● The task
The full data, repeated exactly, is the only answer needed.

● Information shown
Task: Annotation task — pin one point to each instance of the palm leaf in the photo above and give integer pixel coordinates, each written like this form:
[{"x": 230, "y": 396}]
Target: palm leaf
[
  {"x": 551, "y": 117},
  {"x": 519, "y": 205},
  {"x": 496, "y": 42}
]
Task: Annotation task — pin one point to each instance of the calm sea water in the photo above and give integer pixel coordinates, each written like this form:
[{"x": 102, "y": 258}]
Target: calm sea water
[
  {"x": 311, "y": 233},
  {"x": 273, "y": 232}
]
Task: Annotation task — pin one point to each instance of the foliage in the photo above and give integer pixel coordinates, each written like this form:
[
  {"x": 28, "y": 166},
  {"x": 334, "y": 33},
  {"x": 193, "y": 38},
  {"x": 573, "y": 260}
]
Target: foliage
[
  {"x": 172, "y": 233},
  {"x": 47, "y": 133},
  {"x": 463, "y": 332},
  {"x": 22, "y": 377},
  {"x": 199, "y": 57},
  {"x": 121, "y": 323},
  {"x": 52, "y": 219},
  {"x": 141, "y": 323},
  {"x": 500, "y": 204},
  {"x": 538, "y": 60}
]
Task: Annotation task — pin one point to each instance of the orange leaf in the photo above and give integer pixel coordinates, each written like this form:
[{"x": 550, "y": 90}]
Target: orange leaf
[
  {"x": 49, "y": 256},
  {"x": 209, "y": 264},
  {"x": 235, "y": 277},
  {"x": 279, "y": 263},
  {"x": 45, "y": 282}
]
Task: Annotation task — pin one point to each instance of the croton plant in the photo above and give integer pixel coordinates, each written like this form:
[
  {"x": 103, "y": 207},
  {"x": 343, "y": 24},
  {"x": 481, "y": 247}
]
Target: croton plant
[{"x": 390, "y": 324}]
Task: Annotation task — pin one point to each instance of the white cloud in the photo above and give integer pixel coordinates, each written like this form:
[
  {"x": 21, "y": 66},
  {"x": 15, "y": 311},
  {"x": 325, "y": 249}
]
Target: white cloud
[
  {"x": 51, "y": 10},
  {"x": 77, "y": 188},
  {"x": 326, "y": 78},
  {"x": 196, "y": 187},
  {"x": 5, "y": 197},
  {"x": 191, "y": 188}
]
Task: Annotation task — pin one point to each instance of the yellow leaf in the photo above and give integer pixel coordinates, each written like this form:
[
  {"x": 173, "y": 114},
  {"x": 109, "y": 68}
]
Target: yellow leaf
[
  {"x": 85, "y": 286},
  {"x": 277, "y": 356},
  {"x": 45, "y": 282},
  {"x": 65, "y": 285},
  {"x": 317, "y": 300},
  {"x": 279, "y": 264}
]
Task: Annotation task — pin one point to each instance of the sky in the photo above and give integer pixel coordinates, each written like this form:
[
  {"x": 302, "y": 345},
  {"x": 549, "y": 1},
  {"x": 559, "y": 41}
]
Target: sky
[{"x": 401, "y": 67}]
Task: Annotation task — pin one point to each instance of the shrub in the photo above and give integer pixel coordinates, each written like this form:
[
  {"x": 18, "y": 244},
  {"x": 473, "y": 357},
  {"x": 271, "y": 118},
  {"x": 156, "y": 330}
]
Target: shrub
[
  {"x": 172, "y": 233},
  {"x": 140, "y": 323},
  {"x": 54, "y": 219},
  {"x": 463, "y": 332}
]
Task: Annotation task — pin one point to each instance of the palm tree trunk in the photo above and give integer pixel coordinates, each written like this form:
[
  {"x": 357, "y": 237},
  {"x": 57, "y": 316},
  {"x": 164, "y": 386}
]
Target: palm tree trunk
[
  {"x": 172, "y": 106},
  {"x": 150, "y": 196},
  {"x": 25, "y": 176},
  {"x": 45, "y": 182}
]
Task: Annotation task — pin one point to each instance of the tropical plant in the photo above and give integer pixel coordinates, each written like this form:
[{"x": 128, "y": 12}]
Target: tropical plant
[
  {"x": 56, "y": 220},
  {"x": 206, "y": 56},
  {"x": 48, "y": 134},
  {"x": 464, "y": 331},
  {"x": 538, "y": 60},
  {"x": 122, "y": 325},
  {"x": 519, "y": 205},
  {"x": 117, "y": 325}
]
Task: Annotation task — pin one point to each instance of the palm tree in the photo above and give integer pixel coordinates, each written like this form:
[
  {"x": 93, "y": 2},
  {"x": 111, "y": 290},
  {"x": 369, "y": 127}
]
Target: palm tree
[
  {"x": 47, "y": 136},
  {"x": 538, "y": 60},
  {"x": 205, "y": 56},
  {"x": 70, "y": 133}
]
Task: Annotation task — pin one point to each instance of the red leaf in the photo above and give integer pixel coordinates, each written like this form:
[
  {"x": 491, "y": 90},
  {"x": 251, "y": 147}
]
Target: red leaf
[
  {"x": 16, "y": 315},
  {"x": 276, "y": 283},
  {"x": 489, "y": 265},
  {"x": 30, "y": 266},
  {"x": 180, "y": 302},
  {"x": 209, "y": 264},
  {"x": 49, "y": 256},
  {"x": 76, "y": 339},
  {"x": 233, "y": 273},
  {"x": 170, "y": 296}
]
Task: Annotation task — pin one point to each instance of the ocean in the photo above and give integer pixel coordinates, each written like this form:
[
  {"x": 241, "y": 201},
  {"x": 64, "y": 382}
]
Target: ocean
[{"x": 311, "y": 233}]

● Exercise result
Task: Annotation task — pin one point to each instance of the palm leaf in the photo above and give integer pixel coordinates, each written like this form:
[{"x": 230, "y": 396}]
Target: palm leaf
[
  {"x": 551, "y": 117},
  {"x": 519, "y": 205},
  {"x": 496, "y": 42}
]
Task: Annotation task — pin one point to each instance of the calm sea water in the photo above and give integer pixel coordinates, each written like this form:
[{"x": 102, "y": 258}]
Target: calm sea water
[
  {"x": 311, "y": 233},
  {"x": 273, "y": 232}
]
Task: Annotation task — pin one point to each instance of the foliage in the photo above and give integer pixel coordinates, each written like this form:
[
  {"x": 28, "y": 166},
  {"x": 334, "y": 33},
  {"x": 193, "y": 38},
  {"x": 573, "y": 260}
]
Target: foliage
[
  {"x": 172, "y": 233},
  {"x": 47, "y": 133},
  {"x": 463, "y": 332},
  {"x": 22, "y": 377},
  {"x": 199, "y": 57},
  {"x": 121, "y": 323},
  {"x": 52, "y": 219},
  {"x": 141, "y": 323},
  {"x": 500, "y": 204},
  {"x": 538, "y": 60}
]
Task: Annotation task — pin one point to each instance of the orange leaf in the photo above and give integer pixel coordinates, each written like this form:
[{"x": 550, "y": 90}]
Target: orange leaf
[
  {"x": 49, "y": 256},
  {"x": 209, "y": 264},
  {"x": 235, "y": 277},
  {"x": 279, "y": 263},
  {"x": 45, "y": 282}
]
Task: Annotation task — pin one point to each instance of the croton plant in the photo above and give integer pixel coordinates, each written like this form:
[
  {"x": 103, "y": 207},
  {"x": 343, "y": 24},
  {"x": 481, "y": 247}
]
Target: croton plant
[{"x": 390, "y": 324}]
Task: Annotation task — pin one point to each instance of the white cloud in the photo above and give integer pixel coordinates, each written like this form:
[
  {"x": 21, "y": 66},
  {"x": 15, "y": 311},
  {"x": 325, "y": 249}
]
Target: white cloud
[
  {"x": 51, "y": 10},
  {"x": 77, "y": 188},
  {"x": 326, "y": 78},
  {"x": 196, "y": 187},
  {"x": 5, "y": 197},
  {"x": 191, "y": 188}
]
Task: Annotation task — pin one point to each instance of the yellow leaf in the photo above and give integer pixel coordinates, each written like this form:
[
  {"x": 173, "y": 114},
  {"x": 109, "y": 68}
]
Target: yellow leaf
[
  {"x": 85, "y": 286},
  {"x": 277, "y": 356},
  {"x": 45, "y": 282},
  {"x": 65, "y": 285},
  {"x": 317, "y": 300},
  {"x": 279, "y": 264}
]
Task: Annotation task — pin one point to each instance of the sky in the photo above and give integer pixel coordinates, each written like this form:
[
  {"x": 302, "y": 345},
  {"x": 549, "y": 1},
  {"x": 559, "y": 41}
]
Target: sky
[{"x": 401, "y": 67}]
Task: Annotation task — pin one point to each instance of the shrub in the photo above and give integer pixel coordinates, each written like this form:
[
  {"x": 18, "y": 244},
  {"x": 473, "y": 357},
  {"x": 271, "y": 118},
  {"x": 156, "y": 330}
]
Target: shrub
[
  {"x": 172, "y": 233},
  {"x": 140, "y": 323},
  {"x": 54, "y": 219},
  {"x": 463, "y": 332}
]
Task: Annotation task — pin one point to each instance of the palm tree trunk in the photo above and give integer pixel coordinates, each written like this form:
[
  {"x": 357, "y": 237},
  {"x": 57, "y": 316},
  {"x": 164, "y": 386}
]
Target: palm tree trunk
[
  {"x": 172, "y": 106},
  {"x": 150, "y": 196},
  {"x": 25, "y": 176},
  {"x": 45, "y": 182}
]
Task: Annotation task — pin one point to each instance of the tropical plant in the photo above and give integer pixel coordinates, each written like this form:
[{"x": 128, "y": 12}]
Target: tropical plant
[
  {"x": 56, "y": 220},
  {"x": 206, "y": 56},
  {"x": 48, "y": 134},
  {"x": 464, "y": 331},
  {"x": 538, "y": 60},
  {"x": 122, "y": 325},
  {"x": 519, "y": 205},
  {"x": 117, "y": 325}
]
Task: Annotation task — pin one point to each instance of the palm tree in the photo above and give integer pixel coordinates, each written like this form:
[
  {"x": 93, "y": 2},
  {"x": 111, "y": 290},
  {"x": 369, "y": 127}
]
Target: palm tree
[
  {"x": 47, "y": 136},
  {"x": 538, "y": 60},
  {"x": 205, "y": 56},
  {"x": 70, "y": 133}
]
Task: Annotation task — pin one point to each instance of the red leaf in the photo above and give integer pixel coordinates, each written like this form:
[
  {"x": 491, "y": 90},
  {"x": 251, "y": 147}
]
Target: red leaf
[
  {"x": 16, "y": 315},
  {"x": 276, "y": 283},
  {"x": 489, "y": 265},
  {"x": 30, "y": 266},
  {"x": 180, "y": 302},
  {"x": 209, "y": 264},
  {"x": 49, "y": 256},
  {"x": 76, "y": 339},
  {"x": 233, "y": 273},
  {"x": 170, "y": 296}
]
Task: Annotation task — pin one point to each instance of the ocean in the photo above and give integer pixel coordinates, each written like this form:
[
  {"x": 241, "y": 201},
  {"x": 64, "y": 382}
]
Target: ocean
[{"x": 311, "y": 233}]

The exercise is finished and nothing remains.